# [Texte à lire]
/---

Une nourriture très substantielle, mais régulière, est la seule chose nécessaire aux écrivains féconds. L’inspiration est décidément la sœur du travail journalier.
5. Se faire mousser
La France est la patrie de la littérature ; et la littérature, n’en déplaise aux romanciers du dix-neuvième, c’est d’abord et avant tout la poésie. La poésie, en littérature, est ce qui distingue l’art du divertissement. Aussi, pour être considéré comme un véritable artiste, un jeune auteur se doit d’écrire de la poésie. L’ambitieux Lucien de Rubempré, dans les Illusions perdues, ne commence-t-il pas sa carrière par un recueil de poèmes ?
Je défie les envieux de me citer de bons vers qui aient ruiné un éditeur.
Au point de vue moral, la poésie établit une telle démarcation entre les esprits du premier ordre et ceux du second, que le public le plus bourgeois n’échappe pas à cette influence despotique. Je connais des gens qui ne lisent les feuilletons souvent médiocres de Théophile Gautier que parce qu’il a fait La Comédie de la Mort ; sans doute ils ne sentent pas toutes les grâces de cette œuvre, mais ils savent qu’il est poète.
Baudelaire est le poète français – et maudit – par excellence, aussi son avis en la matière n’est-il pas surprenant. Gustave Flaubert donnera le même conseil que son ami à son disciple Maupassant ; le résultat, hélas, sera bien peu satisfaisant : qui connaît aujourd’hui les poésies de l’auteur de Bel-Ami ?

\---

# [Travail demandé]
1. Répondez brièvement à ces questions sur le texte consacré à la poésie :
(a) Selon le texte, de quoi l'inspiration est-elle la sœur ?
(b) Par quoi Lucien de Rubempré commence-t-il sa carrière dans les Illusions perdues ?
(c) Quelle œuvre de Théophile Gautier pousse certaines gens à lire ses feuilletons ?
2. Poursuivez le texte sur la poésie et les jeunes écrivains à partir de sa dernière phrase.

[Données d'ancrage appuyées sur des images]
/---

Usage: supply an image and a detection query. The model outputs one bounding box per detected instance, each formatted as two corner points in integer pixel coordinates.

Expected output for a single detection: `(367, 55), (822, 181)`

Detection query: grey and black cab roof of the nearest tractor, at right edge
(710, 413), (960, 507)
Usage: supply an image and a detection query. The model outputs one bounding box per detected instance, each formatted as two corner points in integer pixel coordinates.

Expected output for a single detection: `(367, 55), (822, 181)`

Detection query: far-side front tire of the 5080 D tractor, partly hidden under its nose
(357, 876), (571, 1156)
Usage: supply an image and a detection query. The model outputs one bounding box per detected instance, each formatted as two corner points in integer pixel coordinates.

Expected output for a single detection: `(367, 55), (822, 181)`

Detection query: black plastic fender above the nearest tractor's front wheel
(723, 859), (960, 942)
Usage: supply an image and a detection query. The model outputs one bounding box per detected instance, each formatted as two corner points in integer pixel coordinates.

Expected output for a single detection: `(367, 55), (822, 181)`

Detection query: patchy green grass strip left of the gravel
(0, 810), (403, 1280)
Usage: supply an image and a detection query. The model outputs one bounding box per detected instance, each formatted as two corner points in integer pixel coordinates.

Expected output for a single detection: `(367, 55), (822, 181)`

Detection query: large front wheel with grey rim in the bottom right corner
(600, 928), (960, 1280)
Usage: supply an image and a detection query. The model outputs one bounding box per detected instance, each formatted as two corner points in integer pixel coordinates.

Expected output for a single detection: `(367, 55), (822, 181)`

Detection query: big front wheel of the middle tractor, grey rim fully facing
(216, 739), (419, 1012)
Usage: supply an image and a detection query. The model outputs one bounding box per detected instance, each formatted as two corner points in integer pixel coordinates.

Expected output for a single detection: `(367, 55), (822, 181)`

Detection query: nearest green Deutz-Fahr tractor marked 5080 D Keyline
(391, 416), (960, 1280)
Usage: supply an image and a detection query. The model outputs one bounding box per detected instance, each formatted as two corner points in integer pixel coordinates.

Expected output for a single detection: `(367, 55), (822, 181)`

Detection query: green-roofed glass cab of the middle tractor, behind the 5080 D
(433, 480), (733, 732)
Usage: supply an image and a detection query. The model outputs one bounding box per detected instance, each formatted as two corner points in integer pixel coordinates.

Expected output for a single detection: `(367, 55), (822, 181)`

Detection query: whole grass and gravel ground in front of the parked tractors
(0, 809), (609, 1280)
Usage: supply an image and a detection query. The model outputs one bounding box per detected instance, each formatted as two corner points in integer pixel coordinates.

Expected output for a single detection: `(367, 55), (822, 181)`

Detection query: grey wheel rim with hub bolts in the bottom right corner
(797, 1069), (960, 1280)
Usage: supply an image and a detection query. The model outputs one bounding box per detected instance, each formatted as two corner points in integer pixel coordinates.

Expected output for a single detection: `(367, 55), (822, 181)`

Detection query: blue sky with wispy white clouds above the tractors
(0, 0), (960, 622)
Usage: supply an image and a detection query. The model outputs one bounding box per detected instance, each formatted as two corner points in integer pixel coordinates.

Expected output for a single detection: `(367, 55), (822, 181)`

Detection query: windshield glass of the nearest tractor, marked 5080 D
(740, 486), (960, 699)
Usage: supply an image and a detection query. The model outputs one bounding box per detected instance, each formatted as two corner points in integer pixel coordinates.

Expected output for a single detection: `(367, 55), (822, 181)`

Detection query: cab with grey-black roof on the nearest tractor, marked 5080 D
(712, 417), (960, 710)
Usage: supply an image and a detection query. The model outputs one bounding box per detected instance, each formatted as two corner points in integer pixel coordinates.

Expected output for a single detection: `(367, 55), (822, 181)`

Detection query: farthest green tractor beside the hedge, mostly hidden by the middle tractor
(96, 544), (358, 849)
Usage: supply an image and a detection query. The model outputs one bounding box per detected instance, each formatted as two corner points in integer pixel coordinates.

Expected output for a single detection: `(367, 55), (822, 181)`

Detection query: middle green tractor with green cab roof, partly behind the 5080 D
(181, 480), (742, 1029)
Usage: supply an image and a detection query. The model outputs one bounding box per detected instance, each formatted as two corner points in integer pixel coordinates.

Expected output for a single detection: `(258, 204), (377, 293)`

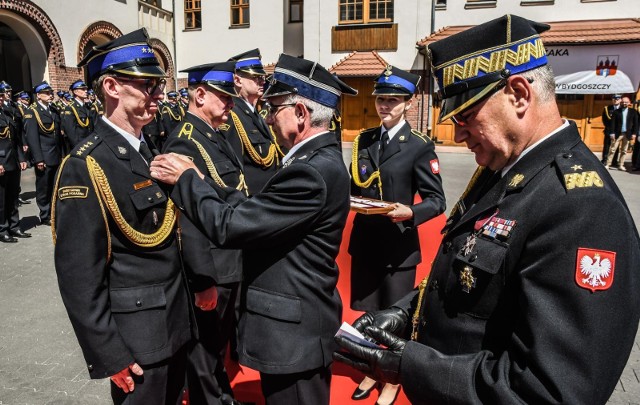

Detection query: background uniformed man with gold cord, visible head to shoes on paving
(24, 82), (62, 226)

\---

# [Corrigé]
1.
(a) Du travail journalier.
(b) Par un recueil de poèmes.
(c) La Comédie de la Mort.

2.
6. N’abuser ni des dettes ni des maîtresses
Les dettes et les maîtresses furent les deux grands travers de Baudelaire ; il abusa des unes autant que des autres. Son avis ne diffère pas tellement sur ces deux questions – chat échaudé craint l’eau froide, le poète semble avoir tiré des leçons de ses mauvaises expériences en la matière.
Au sujet des créanciers, son avis est tranché.
N’ayez jamais de créanciers ; faites, si vous voulez, semblant d’en avoir, c’est tout ce que je puis vous passer.
Et au sujet des maîtresses son avis, quoiqu’un peu plus mitigé, est tout aussi définitif.
C’est parce que tous les vrais littérateurs ont horreur de la littérature à de certains moments, que je n’admets pour eux, – âmes libres et fières, esprits fatigués, qui ont toujours besoin de se reposer leur septième jour, – que deux classes de femmes possibles : les filles ou les femmes bêtes, – l’amour ou le pot-au-feu. – Frères, est-il besoin d’en expliquer les raisons ?
Conclusion
« Utilité énorme », en effet, de ce texte précieux publié en 1846. Baudelaire a-t-il appliqué consciemment à lui-même ces quelques conseils ? Onze ans plus tard, la parution des Fleurs du Mal suffiront, seules, à le faire entrer pour l’éternité dans la grande histoire de la littérature.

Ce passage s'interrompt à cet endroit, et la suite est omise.